Previously, the researchers of the current study reported higher CheekAge in patients with conditions like meningioma or progeria, respiratory infections, and a history of childhood cancer that required radiation therapy. The present study seeks to examine the accuracy of CheekAge in predicting the risk of death since this is required of a high-quality aging biomarker.

About the study

The researchers used CheekAge to predict mortality in the Lothian Birth Cohorts of 1921 and 1936. These cohorts were initially established to monitor cognitive and brain aging and document lifestyle and psychosocial factors, in addition to biomedical, genetic, epigenetic, and neuroimaging data on all study participants.

The current study included 1,513 participants with methylation data. The chronological age ranged from 67.8 to 90.6 years.

Mortality data was obtained from central health registers and converted to age in days at the time of death, which formed the outcome measure. The last methylation data was used to predict CheekAge.

Initially, the researchers applied the blood methylation-based Infinium HumanMethylation450 CpGs to the original Infinium MethylationEPIC array buccal data on which CheekAge was trained. However, approximately 50% of the CpG inputs were missing due to differences between the datasets. Nevertheless, the researchers obtained results that were similar to those obtained with the full CheekAge model with all available CpGs.
________
## Work instruction A
Decide whether each statement agrees with the CheekAge excerpt, answering yes or no and quoting the deciding words: (i) the study included 1,513 participants with methylation data; (ii) mortality data came from hospital records; (iii) about half of the CpG inputs were missing.
## Work instruction B
List every condition that the CheekAge excerpt says the researchers previously linked to higher CheekAge.
## Work instruction C
Reproduce the CheekAge excerpt from "Mortality data was" to "to predict CheekAge.".
Rely only on the CheekAge excerpt for everything asked here.
________
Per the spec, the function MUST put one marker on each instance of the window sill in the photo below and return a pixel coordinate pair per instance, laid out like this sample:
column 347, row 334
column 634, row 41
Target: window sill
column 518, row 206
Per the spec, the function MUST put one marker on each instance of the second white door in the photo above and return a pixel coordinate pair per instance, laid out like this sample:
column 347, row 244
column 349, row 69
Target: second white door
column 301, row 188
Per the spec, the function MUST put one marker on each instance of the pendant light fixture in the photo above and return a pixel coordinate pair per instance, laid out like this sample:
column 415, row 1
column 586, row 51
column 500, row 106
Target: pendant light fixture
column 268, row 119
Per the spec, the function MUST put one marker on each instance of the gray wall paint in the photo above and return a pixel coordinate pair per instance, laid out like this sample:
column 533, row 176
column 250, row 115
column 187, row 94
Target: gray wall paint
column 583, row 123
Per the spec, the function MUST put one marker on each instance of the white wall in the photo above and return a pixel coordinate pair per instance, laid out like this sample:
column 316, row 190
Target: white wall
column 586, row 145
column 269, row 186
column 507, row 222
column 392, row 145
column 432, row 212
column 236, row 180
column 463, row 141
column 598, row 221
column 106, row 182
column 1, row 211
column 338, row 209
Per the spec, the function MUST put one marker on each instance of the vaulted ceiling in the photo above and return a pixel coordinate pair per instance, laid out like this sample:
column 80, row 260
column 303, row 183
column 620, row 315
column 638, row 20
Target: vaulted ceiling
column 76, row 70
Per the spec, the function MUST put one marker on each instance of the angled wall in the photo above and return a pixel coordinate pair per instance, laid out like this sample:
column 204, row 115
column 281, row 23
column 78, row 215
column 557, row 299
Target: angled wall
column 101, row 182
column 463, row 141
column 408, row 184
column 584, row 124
________
## Answer section A
(i) Yes: "The current study included 1,513 participants with methylation data."
(ii) No: "Mortality data was obtained from central health registers"
(iii) Yes: "approximately 50% of the CpG inputs were missing due to differences between the datasets"

## Answer section B
Meningioma
Progeria
Respiratory infections
A history of childhood cancer that required radiation therapy

## Answer section C
Mortality data was obtained from central health registers and converted to age in days at the time of death, which formed the outcome measure. The last methylation data was used to predict CheekAge.